___ Task input ___

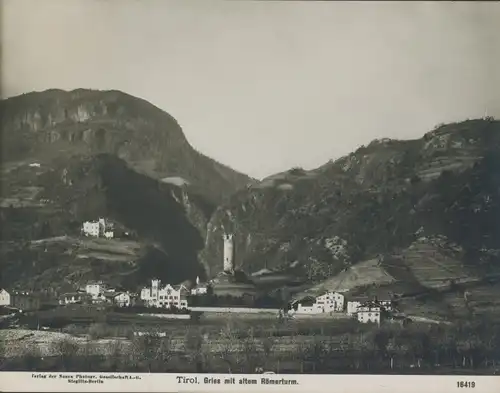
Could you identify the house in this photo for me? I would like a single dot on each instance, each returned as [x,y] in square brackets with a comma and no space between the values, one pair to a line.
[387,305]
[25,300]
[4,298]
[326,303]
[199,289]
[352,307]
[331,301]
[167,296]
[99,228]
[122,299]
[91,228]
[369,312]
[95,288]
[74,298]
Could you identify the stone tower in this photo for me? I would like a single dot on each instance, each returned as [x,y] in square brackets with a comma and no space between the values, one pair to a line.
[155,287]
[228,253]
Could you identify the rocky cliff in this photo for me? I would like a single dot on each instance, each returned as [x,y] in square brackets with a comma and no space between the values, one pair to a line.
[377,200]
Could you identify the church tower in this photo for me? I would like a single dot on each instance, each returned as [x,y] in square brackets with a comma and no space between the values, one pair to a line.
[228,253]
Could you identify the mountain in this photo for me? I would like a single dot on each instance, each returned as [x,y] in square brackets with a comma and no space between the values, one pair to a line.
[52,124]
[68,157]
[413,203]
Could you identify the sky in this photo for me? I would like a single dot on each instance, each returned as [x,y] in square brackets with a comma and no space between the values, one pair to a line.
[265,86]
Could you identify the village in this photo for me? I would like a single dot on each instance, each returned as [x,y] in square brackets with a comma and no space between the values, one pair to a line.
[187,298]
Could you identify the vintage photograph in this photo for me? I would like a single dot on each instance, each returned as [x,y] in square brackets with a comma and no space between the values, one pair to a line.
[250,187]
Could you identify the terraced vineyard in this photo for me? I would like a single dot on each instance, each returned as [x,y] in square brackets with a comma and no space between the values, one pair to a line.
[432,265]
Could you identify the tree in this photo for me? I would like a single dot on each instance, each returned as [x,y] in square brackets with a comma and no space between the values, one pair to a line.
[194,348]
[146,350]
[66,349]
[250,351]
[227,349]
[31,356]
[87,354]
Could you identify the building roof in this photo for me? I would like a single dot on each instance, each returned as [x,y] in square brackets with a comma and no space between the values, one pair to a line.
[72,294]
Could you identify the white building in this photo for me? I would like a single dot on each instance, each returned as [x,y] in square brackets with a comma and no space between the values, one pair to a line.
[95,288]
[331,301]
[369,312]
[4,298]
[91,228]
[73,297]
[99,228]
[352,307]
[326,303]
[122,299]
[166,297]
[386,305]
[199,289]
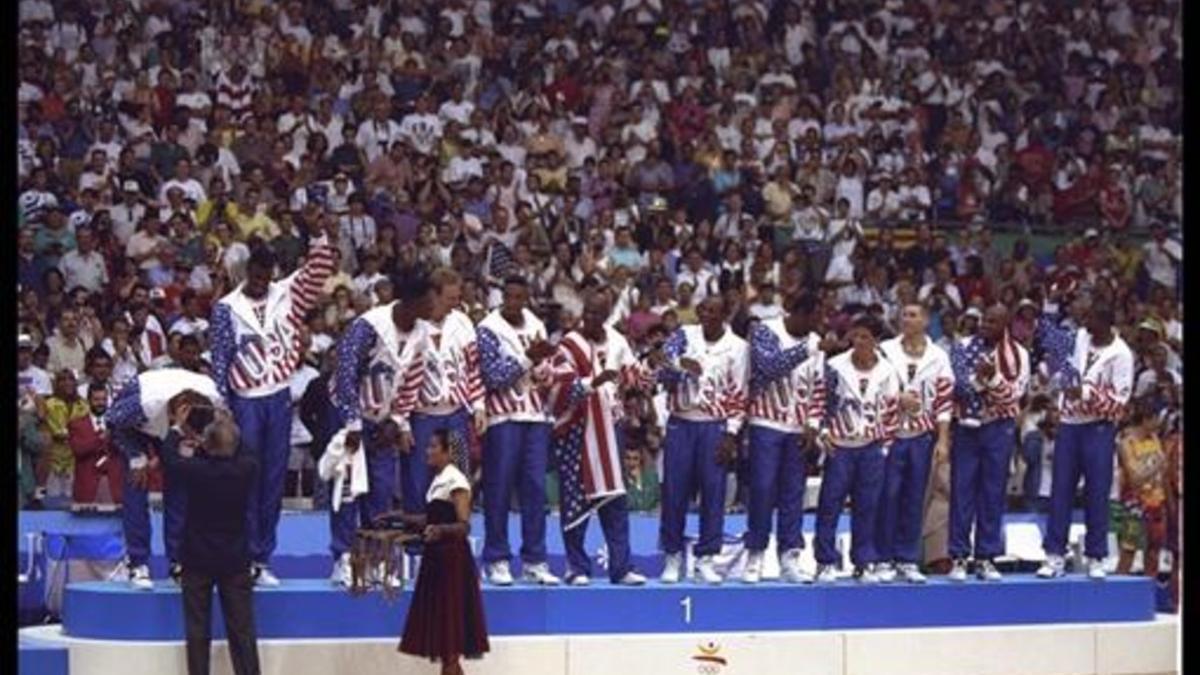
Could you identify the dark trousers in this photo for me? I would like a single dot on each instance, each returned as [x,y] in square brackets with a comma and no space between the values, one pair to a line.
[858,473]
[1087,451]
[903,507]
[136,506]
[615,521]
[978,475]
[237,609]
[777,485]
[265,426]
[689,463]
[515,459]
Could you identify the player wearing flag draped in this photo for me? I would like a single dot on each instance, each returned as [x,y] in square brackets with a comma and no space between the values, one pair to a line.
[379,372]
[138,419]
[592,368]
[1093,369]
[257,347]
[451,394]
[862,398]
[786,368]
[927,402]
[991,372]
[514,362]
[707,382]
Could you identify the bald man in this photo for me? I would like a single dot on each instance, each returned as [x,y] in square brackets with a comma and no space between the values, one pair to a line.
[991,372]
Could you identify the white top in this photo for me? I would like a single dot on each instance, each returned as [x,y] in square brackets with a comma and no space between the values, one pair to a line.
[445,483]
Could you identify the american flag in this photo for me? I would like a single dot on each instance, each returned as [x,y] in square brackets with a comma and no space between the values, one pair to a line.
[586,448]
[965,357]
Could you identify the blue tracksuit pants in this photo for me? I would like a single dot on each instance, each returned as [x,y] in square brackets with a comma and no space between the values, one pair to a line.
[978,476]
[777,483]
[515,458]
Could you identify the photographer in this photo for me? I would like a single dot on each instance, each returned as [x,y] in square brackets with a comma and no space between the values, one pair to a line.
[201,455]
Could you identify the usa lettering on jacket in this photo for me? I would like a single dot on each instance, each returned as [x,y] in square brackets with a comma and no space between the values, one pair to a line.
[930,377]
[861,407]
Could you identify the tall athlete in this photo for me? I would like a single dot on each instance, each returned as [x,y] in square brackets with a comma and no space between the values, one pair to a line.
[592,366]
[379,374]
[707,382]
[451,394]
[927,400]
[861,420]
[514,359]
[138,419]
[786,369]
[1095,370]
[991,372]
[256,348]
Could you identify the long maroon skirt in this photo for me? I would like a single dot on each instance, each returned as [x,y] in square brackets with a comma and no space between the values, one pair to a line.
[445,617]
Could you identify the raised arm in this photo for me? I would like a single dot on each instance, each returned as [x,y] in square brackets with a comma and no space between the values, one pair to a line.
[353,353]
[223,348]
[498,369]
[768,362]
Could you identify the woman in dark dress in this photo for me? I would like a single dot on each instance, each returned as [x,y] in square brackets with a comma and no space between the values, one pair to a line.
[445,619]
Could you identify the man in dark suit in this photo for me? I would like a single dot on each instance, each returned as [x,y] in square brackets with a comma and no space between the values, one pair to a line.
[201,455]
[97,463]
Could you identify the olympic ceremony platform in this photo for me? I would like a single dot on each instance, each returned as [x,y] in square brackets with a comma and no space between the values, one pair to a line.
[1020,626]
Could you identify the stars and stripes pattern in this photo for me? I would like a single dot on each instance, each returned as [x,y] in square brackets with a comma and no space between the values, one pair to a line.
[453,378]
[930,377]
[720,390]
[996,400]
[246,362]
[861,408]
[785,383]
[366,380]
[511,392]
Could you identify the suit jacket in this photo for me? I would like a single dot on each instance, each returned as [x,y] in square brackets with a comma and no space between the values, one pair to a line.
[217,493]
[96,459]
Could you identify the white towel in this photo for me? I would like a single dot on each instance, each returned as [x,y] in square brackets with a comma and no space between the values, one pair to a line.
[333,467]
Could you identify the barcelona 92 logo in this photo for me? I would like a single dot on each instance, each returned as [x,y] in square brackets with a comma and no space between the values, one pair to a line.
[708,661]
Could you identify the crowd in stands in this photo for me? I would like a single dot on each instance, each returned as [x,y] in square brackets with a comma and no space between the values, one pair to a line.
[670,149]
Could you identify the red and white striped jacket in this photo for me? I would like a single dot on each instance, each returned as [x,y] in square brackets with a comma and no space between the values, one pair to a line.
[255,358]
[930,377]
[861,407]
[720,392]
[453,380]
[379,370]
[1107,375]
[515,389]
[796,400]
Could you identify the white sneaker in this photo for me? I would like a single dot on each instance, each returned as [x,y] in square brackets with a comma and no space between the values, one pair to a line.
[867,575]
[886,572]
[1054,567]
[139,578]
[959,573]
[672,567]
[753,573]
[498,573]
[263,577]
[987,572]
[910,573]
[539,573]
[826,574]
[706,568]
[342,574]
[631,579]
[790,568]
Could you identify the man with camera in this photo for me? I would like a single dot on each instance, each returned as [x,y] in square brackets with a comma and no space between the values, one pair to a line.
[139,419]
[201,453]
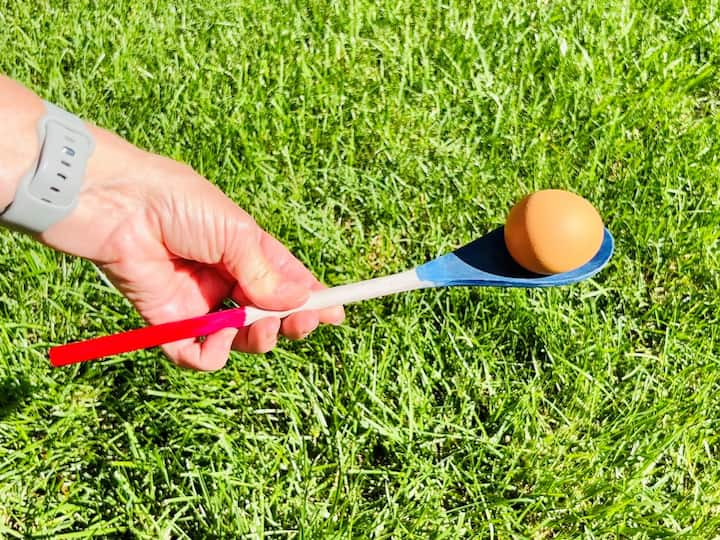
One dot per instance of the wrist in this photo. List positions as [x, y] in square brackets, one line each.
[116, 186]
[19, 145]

___

Restate the full listing verbatim and drop every picture.

Could you identify the house in this photo for me? I would like a single dot on each instance, each returned as [x,y] in square brackets with a comma and no space between the values, one pair to a line.
[387,305]
[25,300]
[4,298]
[326,303]
[199,289]
[352,307]
[331,301]
[167,296]
[99,228]
[122,299]
[91,228]
[369,312]
[95,288]
[74,298]
Could you identify the stone tower in this photo for me? I would like a single dot on each instance, each returned as [x,y] in square brackets with a comma and no space between the values, one pair to a line.
[155,287]
[228,253]
Could you identify the rocky cliff in this photo for me? I would like a single dot on each instance, each returned as [x,y] in square brackets with a comma and no space between the values, one pair to a line.
[377,200]
Could you identify the church tower in this photo for me? I would like a single dot on each instance, each returned as [x,y] in square brackets with a comma and no space between the values, one pair to a line.
[228,253]
Could you identify the mountain in this photo for me? I would like a single dot on each instance, each returned as [x,y] in square brackets with a comma and no space between the values, one pair to a line.
[52,124]
[68,157]
[413,203]
Could you identify the sky in this photo for me? I would like a single dot on each instance, each returned as [x,y] in square brackets with a comma and no space between the values, one pair to a line.
[265,86]
Could you identify the village in this photo for me? I would like a single dot on each instance, each returned as [x,y] in square brackets with a comma and no space between the values, one pair to a line.
[187,298]
Could you identify the vintage photograph in this photo for me? I would like a single dot on each instance, each returned as [x,y] in square brackets with a comma and no space between the values, one pair to a line.
[250,187]
Could you identify the terraced vineyard in this photo for me? I would like a single dot on each instance, each returned as [x,y] in square brackets with a comma and no space between the values, one pair to a line.
[432,265]
Could you identify the tree in this photo for me? I would like a single dot on each instance, each returned as [x,y] in square brackets with a comma and no space between the values, one pair to a line.
[194,348]
[146,350]
[66,349]
[250,351]
[227,349]
[31,356]
[87,354]
Could you identify the building roof in this photo for me? I would like a single dot on each instance, each returned as [x,y] in square brackets with a comma and no space between the values, one pair to a line.
[72,294]
Could you identify the white building in this photo for me? I would like a single dot on each instance, each returned as [x,y] in square brackets with a comma and no space between the values, one pair to a line.
[95,288]
[331,301]
[369,312]
[4,298]
[91,228]
[73,297]
[99,228]
[352,307]
[326,303]
[122,299]
[166,297]
[386,305]
[199,289]
Could you identify the dark trousers in this photo for me? I would like a single dot on each instance, each returned as [x,y] in square brackets with a comma and no space between the values, one pair to a line.
[858,473]
[1087,451]
[903,507]
[136,506]
[615,521]
[978,475]
[237,609]
[777,485]
[265,426]
[689,463]
[515,459]
Could you identify the player wearing flag draped in this photo for me? I would like a single dot on each instance, each returned as [x,y] in square brackets with a comma and no space between the values, one pair to a line.
[379,372]
[138,419]
[592,368]
[1093,369]
[257,347]
[451,394]
[862,398]
[786,368]
[927,402]
[991,372]
[514,362]
[707,382]
Could you identify the bald man in this photo for me? I would like a single dot on each instance, each returned as [x,y] in square brackets with a comma and no space between the values, one pair to a line.
[991,372]
Could you identify the white top in this photo for me? I would like a single dot on each instance, each returned as [x,y] in square brackets with a comma and no space between the values, one pair to a line.
[445,483]
Could you identify the american flag in this photo for me? I would like a single dot on each instance, each returned as [x,y] in square brackets with a comma and no space between the values, one pair to a line.
[586,448]
[965,357]
Could you identify the blue tracksuit pants in this photo for me? I would like a single dot on each instance, each returned as [x,y] in square brackets with a comma and no space between the values, one pair to a line.
[978,476]
[777,483]
[515,458]
Could you identify the photographer in this photo for me? I would like a single dot on each instance, each returned as [x,y] in square brackets with a comma and no space between the values, one pair to a line.
[201,455]
Could you identify the usa lettering on jacket in this photo for me? I would like a single dot on each instance, each returned as [x,y] in square brackets with a comma and no space between the values, one pair to a line.
[930,377]
[861,407]
Could you identify the tall athlete in this photo for me? I would like a single dot on each instance, each returned as [x,y] in square brackets with a comma and no space between the values, one pair to a line.
[592,366]
[379,374]
[707,382]
[451,394]
[927,400]
[861,420]
[514,359]
[138,419]
[786,369]
[1095,370]
[991,372]
[256,348]
Could you identify the long maroon skirt in this photo for me? I would like a single dot on each instance, each returned as [x,y] in square brackets with a comma and no space between the values, one pair to a line.
[445,617]
Could you identify the raised arm in this photo for me? I would like a single dot on each instance, each returned as [x,y] in square brackets with a comma and no space between the values, one pair to a line.
[353,353]
[223,348]
[498,369]
[768,362]
Could you identify the woman in dark dress in this photo for me? I would like a single dot on each instance, each returned as [x,y] in square brackets with a comma and no space between the values, one pair to a line.
[445,619]
Could you identify the man in dark suit in this photo for me? I would like a single dot on each instance, each returned as [x,y] in square brackets with a comma and no space between the values, one pair to a line.
[201,455]
[97,463]
Could you identify the olympic ceremony platform in this photo for me? I would like a single dot on each instance, each returned as [x,y] in square brackets with a comma and no space between the values, one pair to a line.
[1020,626]
Could you identify the stars and stripes pattern in this photo for me? I would like a single dot on each instance, each returned as [x,y] in square brackets with a comma and no space between the values, one pair to a line.
[453,378]
[930,377]
[720,390]
[996,400]
[246,362]
[861,408]
[785,383]
[366,380]
[511,392]
Could you identify the suit jacket in this photo for me? I would like a single dot on each instance, each returned as [x,y] in square brackets with a comma and no space between the values, one pair to a line.
[217,493]
[96,459]
Could you identify the white towel in this photo for me? I would like a single dot on each instance, each returned as [x,y] in square brackets with a comma and no space between the values, one pair to a line.
[333,467]
Could you identify the barcelona 92 logo in this photo for me? I would like a single dot on each instance, each returned as [x,y] in square brackets with a comma and no space between the values, one pair to a line.
[708,661]
Could you identify the crowd in stands in this photo for me? I would like a single dot on each instance, each returned as [x,y] in square brackets with a comma and no space between the values, one pair to a line.
[670,149]
Could you identify the red and white striped jacket in this photo for me? I would like a single dot on each instance, each returned as [x,y] in square brackets with a comma and no space between the values, one pair to a line.
[255,358]
[930,377]
[861,407]
[720,392]
[453,380]
[379,370]
[1107,375]
[515,389]
[796,400]
Could you identify the white sneaker in this photo for me? I would like a single dot on each instance, each returned as [x,y] in square brackets with a comma and no space between the values, one pair to a line.
[867,575]
[886,572]
[1054,567]
[139,578]
[959,573]
[672,567]
[753,573]
[498,573]
[263,577]
[987,572]
[910,573]
[539,573]
[826,574]
[706,568]
[342,574]
[631,579]
[790,568]
Could you identify the man with camera in this photo for me? I would like a single dot on each instance, each returned as [x,y] in square brackets with a comma and no space between the values, one pair to a line.
[139,419]
[201,453]
One dot per instance of the wrist in this photo. List positions as [x, y] in square brackets, one line each.
[116, 186]
[19, 145]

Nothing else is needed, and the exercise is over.